=== Provided passage ===
☆ ☆ ☆ ☆ ☆

In addition to enabling scientific discoveries, cyberinfrastructure itself is an evolving subject of research. Both the individual components of cyberinfrastructure and their interactions are highly complex. To manage this complexity and thus assure the usability of cyberinfrastructure for scientific discovery, science and engineering gateways to cyberinfrastructure are being designed to provide customizable and seamless access to cyberinfrastructure through problem-solving environments tailored to the needs of specific science communities. The National Science Foundation's Tera-Grid ( www.teragrid.org)—a key element of the US and world cyberinfrastructure—has facilitated the development and operation of more than two dozen science and engineering gateways.
GISolve ( www.gisolve.org) is one of the TeraGrid science and engineering gateways that focuses on the devel opment and provision of cyberinfrastructure-enhanced GIS (geographic information systems) capabilities. GISolve functions include spatiotemporal database management, spatial analysis and modeling, visualization, and virtual organization support for collaborative problem solving. All GISolve capabilities are accessible through Web interfaces that use a set of GIS-aware middleware to (a) integrate cyberinfrastructure capabilities within GIS functions (such as for spatial analysis and modeling) and (b) hide the complexity of the cyberinfrastructure (figure 1). GISolve has been widely used in geospatial sciences for research and education. In this article, we discuss the great potential of GISolve for ecological and environmental research.

☆ ☆ ☆ ☆ ☆

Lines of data

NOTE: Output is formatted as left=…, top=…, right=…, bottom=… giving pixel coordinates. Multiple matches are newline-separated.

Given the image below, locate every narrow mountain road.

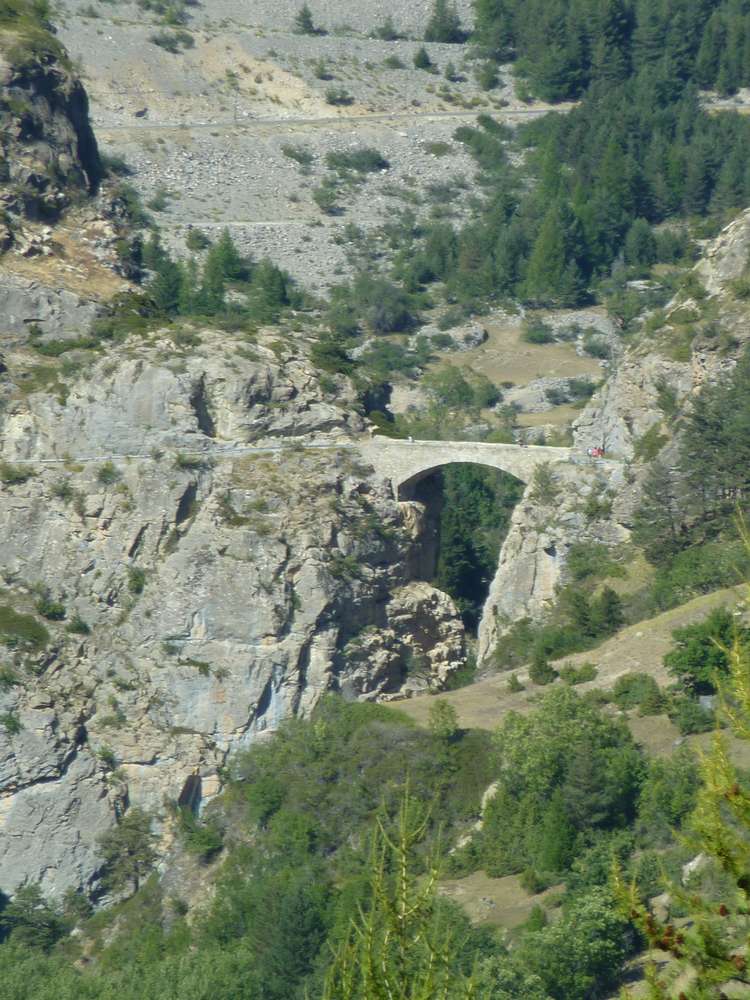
left=93, top=104, right=574, bottom=136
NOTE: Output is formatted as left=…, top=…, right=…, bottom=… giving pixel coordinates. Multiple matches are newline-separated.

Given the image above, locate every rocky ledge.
left=0, top=330, right=464, bottom=894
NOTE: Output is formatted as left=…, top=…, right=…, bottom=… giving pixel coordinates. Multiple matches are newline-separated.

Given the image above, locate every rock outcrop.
left=0, top=331, right=463, bottom=894
left=0, top=27, right=102, bottom=227
left=477, top=463, right=628, bottom=663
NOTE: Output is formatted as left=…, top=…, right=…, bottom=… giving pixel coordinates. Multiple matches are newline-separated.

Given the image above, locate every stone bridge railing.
left=359, top=437, right=618, bottom=495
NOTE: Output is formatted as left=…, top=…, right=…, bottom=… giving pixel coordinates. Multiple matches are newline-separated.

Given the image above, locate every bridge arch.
left=361, top=437, right=577, bottom=497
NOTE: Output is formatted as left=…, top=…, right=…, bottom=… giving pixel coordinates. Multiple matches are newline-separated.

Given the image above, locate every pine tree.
left=633, top=460, right=687, bottom=564
left=212, top=227, right=248, bottom=281
left=523, top=202, right=585, bottom=306
left=624, top=568, right=750, bottom=1000
left=294, top=3, right=318, bottom=35
left=474, top=0, right=515, bottom=59
left=414, top=45, right=433, bottom=70
left=424, top=0, right=464, bottom=43
left=323, top=790, right=476, bottom=1000
left=148, top=257, right=183, bottom=316
left=196, top=254, right=226, bottom=316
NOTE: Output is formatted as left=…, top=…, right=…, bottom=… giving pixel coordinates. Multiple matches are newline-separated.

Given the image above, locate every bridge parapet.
left=359, top=437, right=589, bottom=494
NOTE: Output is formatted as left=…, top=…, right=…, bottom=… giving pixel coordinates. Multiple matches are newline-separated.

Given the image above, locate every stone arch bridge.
left=358, top=437, right=619, bottom=499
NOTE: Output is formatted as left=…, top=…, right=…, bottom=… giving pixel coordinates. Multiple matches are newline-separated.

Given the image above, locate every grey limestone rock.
left=0, top=331, right=463, bottom=893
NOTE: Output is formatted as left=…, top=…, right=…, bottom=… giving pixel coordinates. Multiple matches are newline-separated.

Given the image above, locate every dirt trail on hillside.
left=395, top=586, right=744, bottom=740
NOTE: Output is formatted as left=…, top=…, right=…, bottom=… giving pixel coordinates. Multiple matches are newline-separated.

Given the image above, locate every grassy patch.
left=0, top=605, right=50, bottom=650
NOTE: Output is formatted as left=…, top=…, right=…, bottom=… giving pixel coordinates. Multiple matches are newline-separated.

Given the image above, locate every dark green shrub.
left=664, top=608, right=750, bottom=694
left=668, top=696, right=716, bottom=736
left=613, top=673, right=661, bottom=714
left=326, top=87, right=354, bottom=107
left=0, top=605, right=50, bottom=650
left=560, top=663, right=598, bottom=686
left=326, top=146, right=390, bottom=174
left=424, top=0, right=466, bottom=44
left=96, top=462, right=121, bottom=486
left=128, top=566, right=146, bottom=594
left=414, top=45, right=435, bottom=73
left=370, top=15, right=404, bottom=42
left=521, top=321, right=555, bottom=344
left=0, top=462, right=36, bottom=486
left=36, top=593, right=65, bottom=622
left=529, top=651, right=557, bottom=686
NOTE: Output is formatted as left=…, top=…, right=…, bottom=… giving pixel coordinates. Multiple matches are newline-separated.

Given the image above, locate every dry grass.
left=3, top=212, right=128, bottom=302
left=439, top=872, right=559, bottom=930
left=398, top=587, right=744, bottom=753
left=439, top=319, right=602, bottom=386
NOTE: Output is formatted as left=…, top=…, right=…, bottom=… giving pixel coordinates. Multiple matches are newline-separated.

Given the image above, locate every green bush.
left=0, top=462, right=36, bottom=486
left=414, top=45, right=435, bottom=73
left=633, top=423, right=669, bottom=462
left=96, top=462, right=122, bottom=486
left=325, top=87, right=354, bottom=107
left=281, top=142, right=315, bottom=168
left=529, top=650, right=557, bottom=686
left=326, top=146, right=390, bottom=174
left=521, top=321, right=555, bottom=344
left=559, top=663, right=599, bottom=686
left=0, top=605, right=50, bottom=651
left=65, top=614, right=91, bottom=635
left=128, top=566, right=146, bottom=595
left=668, top=696, right=716, bottom=736
left=613, top=673, right=662, bottom=714
left=36, top=593, right=66, bottom=622
left=370, top=14, right=404, bottom=42
left=664, top=608, right=750, bottom=694
left=0, top=712, right=23, bottom=736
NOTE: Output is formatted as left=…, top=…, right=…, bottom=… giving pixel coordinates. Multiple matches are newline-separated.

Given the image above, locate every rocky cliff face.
left=0, top=331, right=463, bottom=893
left=479, top=211, right=750, bottom=661
left=478, top=462, right=628, bottom=663
left=0, top=30, right=102, bottom=232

☆ ☆ ☆ ☆ ☆

Please carry the passage on cyberinfrastructure and GISolve forward from its last sentence. The data has no connection to the passage on cyberinfrastructure and GISolve.

The quality and quantity of spatiotemporal data collected using geospatial technologies such as satellite remote sensing, the global positioning system, and sensor networks have improved dramatically in the past a few decades, and this trend will most likely continue in the foreseeable future. We envision that the data assimilation capabilities and significant computational power accessible within GISolve will enhance the capacity of individual-based models (Levin et al. 1997). Greater computational power from cyberinfrastructure allows models to include detailed physiology and physical processes, as well as a larger number of species and individuals, to achieve high prediction accuracy and resolutions.
GISolve provides cyberinfrastructure-based spatial analysis algorithms (e.g., spatial interpolation and geostatistical modeling) within user-friendly GIS functions for solving large-scale geospatial problems. The methods used in these algorithms to harness cyberinfrastructure power can be applied to integrate multiscale models from different disciplines, such as individual-based models, models of soil geochemical cycles, models of watershed hydrology, models of vegetation-atmosphere interactions, ecological economics models, and agent-based models of nature and human interactions. Such integration is critical to evaluate the consequences of different ecosystem and environmental management practices.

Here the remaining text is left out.